Dataset records
+++

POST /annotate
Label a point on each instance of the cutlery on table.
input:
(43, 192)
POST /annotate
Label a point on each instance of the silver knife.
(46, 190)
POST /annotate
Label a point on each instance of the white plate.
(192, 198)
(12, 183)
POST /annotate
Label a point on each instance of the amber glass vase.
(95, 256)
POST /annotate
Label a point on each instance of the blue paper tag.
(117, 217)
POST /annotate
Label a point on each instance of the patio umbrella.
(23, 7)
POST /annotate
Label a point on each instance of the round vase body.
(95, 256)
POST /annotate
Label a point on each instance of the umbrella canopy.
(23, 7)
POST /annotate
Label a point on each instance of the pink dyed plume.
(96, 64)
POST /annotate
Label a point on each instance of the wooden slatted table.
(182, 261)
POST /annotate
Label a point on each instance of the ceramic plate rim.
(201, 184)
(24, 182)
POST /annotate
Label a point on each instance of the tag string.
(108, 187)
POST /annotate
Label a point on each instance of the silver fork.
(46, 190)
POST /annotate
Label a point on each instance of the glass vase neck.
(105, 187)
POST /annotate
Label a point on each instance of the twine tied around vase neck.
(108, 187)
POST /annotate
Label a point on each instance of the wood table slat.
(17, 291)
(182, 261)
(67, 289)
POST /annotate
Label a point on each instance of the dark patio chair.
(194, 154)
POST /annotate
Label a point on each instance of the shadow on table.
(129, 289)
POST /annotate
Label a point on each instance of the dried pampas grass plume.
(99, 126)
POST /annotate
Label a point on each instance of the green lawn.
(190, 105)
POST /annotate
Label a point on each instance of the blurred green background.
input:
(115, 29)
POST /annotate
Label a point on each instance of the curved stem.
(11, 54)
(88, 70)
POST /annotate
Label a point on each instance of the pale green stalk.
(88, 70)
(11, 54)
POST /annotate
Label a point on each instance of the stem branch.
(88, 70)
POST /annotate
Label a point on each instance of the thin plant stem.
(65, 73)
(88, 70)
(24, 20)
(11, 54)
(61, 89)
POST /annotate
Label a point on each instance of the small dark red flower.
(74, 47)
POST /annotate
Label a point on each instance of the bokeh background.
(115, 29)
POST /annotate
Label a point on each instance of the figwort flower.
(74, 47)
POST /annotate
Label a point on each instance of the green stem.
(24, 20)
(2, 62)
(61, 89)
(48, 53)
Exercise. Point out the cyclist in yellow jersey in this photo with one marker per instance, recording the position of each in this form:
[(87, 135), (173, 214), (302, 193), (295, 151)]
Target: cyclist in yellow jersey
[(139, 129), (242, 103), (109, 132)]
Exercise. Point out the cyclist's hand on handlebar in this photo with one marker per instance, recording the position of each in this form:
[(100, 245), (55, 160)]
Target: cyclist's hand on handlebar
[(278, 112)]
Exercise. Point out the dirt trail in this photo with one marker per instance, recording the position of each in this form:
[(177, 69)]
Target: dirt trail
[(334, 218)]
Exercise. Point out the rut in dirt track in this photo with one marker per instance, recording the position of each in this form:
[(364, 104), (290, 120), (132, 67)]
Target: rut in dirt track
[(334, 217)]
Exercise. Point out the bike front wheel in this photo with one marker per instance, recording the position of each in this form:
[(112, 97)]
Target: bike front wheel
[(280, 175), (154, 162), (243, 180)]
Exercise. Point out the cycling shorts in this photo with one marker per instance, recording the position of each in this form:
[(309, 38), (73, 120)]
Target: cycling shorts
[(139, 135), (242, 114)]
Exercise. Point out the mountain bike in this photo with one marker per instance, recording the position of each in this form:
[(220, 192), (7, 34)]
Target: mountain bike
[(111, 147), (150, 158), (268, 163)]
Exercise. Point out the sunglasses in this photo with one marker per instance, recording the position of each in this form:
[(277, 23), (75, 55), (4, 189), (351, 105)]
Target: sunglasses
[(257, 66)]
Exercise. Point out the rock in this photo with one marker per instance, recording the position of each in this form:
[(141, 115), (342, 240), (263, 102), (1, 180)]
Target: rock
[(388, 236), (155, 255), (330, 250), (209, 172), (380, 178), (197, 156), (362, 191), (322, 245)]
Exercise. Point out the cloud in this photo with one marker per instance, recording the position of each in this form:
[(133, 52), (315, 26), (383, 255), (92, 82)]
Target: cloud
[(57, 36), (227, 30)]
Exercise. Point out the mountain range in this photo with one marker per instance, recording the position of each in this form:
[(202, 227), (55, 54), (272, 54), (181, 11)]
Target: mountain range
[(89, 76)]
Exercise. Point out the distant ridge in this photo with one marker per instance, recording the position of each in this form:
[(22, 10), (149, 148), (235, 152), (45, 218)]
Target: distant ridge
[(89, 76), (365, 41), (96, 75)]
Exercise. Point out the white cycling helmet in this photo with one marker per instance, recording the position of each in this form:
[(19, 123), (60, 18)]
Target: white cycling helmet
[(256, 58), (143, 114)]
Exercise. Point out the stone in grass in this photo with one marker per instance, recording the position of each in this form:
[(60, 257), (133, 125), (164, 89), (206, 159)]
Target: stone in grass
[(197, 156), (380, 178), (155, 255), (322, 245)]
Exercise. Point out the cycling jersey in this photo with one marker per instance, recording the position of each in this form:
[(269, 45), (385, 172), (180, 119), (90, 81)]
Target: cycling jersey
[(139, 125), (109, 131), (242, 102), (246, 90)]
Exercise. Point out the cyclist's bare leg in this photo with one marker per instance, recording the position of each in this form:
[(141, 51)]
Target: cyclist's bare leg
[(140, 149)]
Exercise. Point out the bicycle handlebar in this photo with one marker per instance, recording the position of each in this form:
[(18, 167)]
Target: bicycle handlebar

+++

**PROBLEM TO WORK ON:**
Among the lines of the entries above, count those containing the string "bicycle". Write the number alone.

**ANSWER FOR THIS EXERCISE:**
2